● **YOUR TASK**
Carry on the passage about the National Climate Assessment report, picking up right after its final sentence.

───── READING PASSAGE ─────

The Federal National Climate Assessment and Development Advisory Committee issued a report on May 6 about climate change, known as the National Climate Assessment, the New York Times reports.

Percent changes in the amount of precipitation falling in very heavy events (the heaviest 1%) from 1958 to 2012 for each region. There is a clear national trend toward a greater amount of precipitation being concentrated in very heavy events, particularly in the Northeast and Midwest. (Figure source: updated from Karl et al. 2009).

The report, the first such report since 2009, is mandated by Act of Congress. Over 300 scientists contributed to the report and 60 reviewed it. Climate change in the US, blamed primarily on human behavior, has had a significant impact on the economy, according to an article in the Wall Street Journal.

───── SUPPLIED INFORMATION ─────

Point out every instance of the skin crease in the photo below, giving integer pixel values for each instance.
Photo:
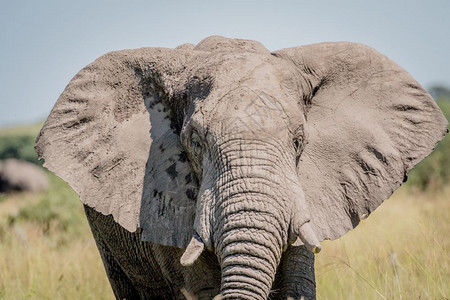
(238, 150)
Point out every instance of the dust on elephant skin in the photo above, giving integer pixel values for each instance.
(218, 168)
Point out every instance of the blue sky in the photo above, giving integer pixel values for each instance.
(43, 44)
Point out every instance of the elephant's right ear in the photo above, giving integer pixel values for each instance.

─────

● **EXPECTED ANSWER**
According to the report, torrential rains have increased in wet parts of the country, while water has grown scarcer in dry regions. Heat waves have become more common and hotter, causing wildfires that swallow homes to spring up and insects that thrive in heat to kill forests at an increasing rate.

But while much of the climate change happens at the hands of us humans, the report makes a strong point that it’s not too late to reduce emissions of greenhouse gases like carbon dioxide and methane from energy production.

“This national climate assessment is the loudest and clearest alarm bell to date signaling the need to take urgent action,” the Journal quoted John Holdren, assistant to the president for science and technology, as saying during a press call on the report.